- **TEXT EXCERPT**
◇ ◇ ◇

I’ve been busy, even though on most days, it feels like I’ve done little.
Along with these acts of doing, there’s been a lot of thinking, obviously. It took a lot of self-examination to get to where I am – a place I’d call a third of the way to where I’d like to be – and the wheels just keep grinding out new realizations, zen passages and ohms, daily. And one of those realizations is that the wanderlust I’ve always felt wasn’t just because I didn’t like where I was, craving to reinvent myself and a new life, complete with an entirely new populace, furniture and schticks.
I truly want to experience more than Vancouver has to offer – not that I’ve experienced all of it, or even a mere fraction. I want to know what it’s like, travelling a few hours to Paris, but living in the suburban, rustic outskirts of it. I want to live in the near-constant sunshine of Southern California and Florida. I think Colorado and Texas and more states that I don’t know anything about have more than just welcoming faces to offer, even if some of the people who live there feel stifled by or alien in their surroundings.
I dream of a day when I can notice an accent in Zoë’s disney-princess-pitched voice. When she owns as many dresses as she does now, but can wear them all, any day of the year. When a bathing suit isn’t something that sits in a drawer, reminding me that I should sign her up for swim lessons, even though we never go in bodies of water larger than our bathtub. When she’s exposed to other cultures, languages and religions, not because someone has moved here, but because we’re the immigrants.

◇ ◇ ◇

- **LISTING**
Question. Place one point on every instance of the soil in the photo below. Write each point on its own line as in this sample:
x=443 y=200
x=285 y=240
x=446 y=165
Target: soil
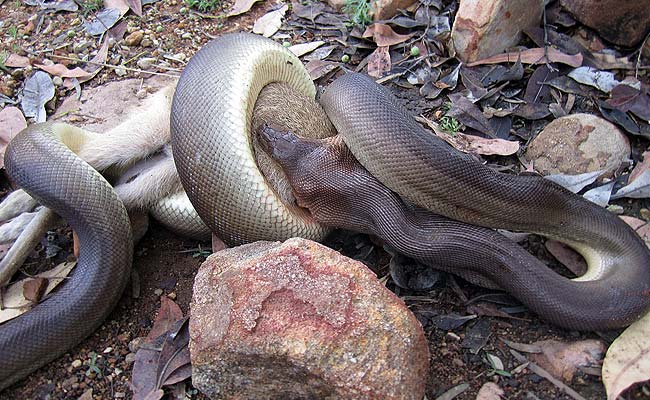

◇ ◇ ◇

- **DIRECTIVE**
Reproduce everything in the wanderlust passage above, from "I dream of a" down to "we’re the immigrants.", word for word.

- **THE RESULT**
I dream of a day when I can notice an accent in Zoë’s disney-princess-pitched voice. When she owns as many dresses as she does now, but can wear them all, any day of the year. When a bathing suit isn’t something that sits in a drawer, reminding me that I should sign her up for swim lessons, even though we never go in bodies of water larger than our bathtub. When she’s exposed to other cultures, languages and religions, not because someone has moved here, but because we’re the immigrants.